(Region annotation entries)

- - - -

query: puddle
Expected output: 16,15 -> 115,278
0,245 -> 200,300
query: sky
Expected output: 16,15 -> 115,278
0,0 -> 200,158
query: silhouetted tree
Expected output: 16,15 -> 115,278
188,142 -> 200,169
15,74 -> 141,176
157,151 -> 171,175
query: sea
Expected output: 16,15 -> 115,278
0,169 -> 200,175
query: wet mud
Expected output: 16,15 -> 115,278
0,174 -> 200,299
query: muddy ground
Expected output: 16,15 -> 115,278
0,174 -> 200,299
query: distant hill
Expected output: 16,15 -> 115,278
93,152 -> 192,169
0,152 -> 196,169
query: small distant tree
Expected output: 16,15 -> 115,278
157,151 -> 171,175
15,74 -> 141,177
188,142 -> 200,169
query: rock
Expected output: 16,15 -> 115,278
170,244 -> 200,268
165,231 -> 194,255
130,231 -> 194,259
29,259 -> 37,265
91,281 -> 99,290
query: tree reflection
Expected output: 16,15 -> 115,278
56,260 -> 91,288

- - - -

**Your instructions**
Reproduce every one of the records above line for line, without altering any character.

**Finished task**
query: puddle
Expected output: 16,15 -> 115,278
0,245 -> 200,300
query: sky
Expected output: 16,15 -> 115,278
0,0 -> 200,158
query: silhouetted tree
Expected output: 16,15 -> 115,278
188,142 -> 200,169
15,74 -> 141,176
157,151 -> 171,175
query: sea
Expected output: 16,15 -> 115,278
0,169 -> 200,175
query: wet mud
Expected output: 16,15 -> 115,278
0,174 -> 200,299
query: muddy ground
Expected output: 16,15 -> 115,278
0,174 -> 200,299
query: distant hill
Expected output: 16,15 -> 115,278
93,152 -> 192,169
0,152 -> 196,169
query: small distant tree
Expected output: 16,15 -> 115,278
157,151 -> 171,175
15,74 -> 141,177
188,142 -> 200,169
query: rock
Expected output: 16,15 -> 115,278
170,244 -> 200,268
165,231 -> 194,255
130,231 -> 194,259
29,259 -> 37,265
91,281 -> 99,290
query: tree reflection
Expected output: 16,15 -> 115,278
56,260 -> 91,288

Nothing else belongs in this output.